To do
Update the material below by changing "fur seal" to "harbor seal" and keeping every other line the same. Leave out the pictures.

Data items
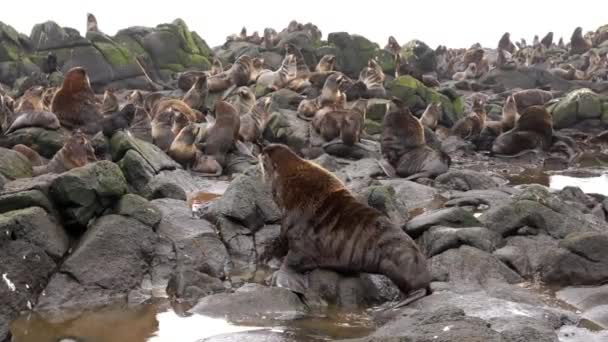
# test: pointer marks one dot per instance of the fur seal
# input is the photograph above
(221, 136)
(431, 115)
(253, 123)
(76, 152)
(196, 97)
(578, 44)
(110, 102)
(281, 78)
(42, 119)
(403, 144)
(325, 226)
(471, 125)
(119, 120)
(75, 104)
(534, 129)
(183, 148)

Complete response
# test: pointer marks one dot per instance of the harbor seal
# input is the photograph above
(221, 136)
(431, 115)
(253, 123)
(76, 152)
(196, 97)
(578, 44)
(110, 102)
(281, 78)
(42, 119)
(403, 144)
(325, 226)
(471, 125)
(119, 120)
(75, 104)
(534, 129)
(183, 148)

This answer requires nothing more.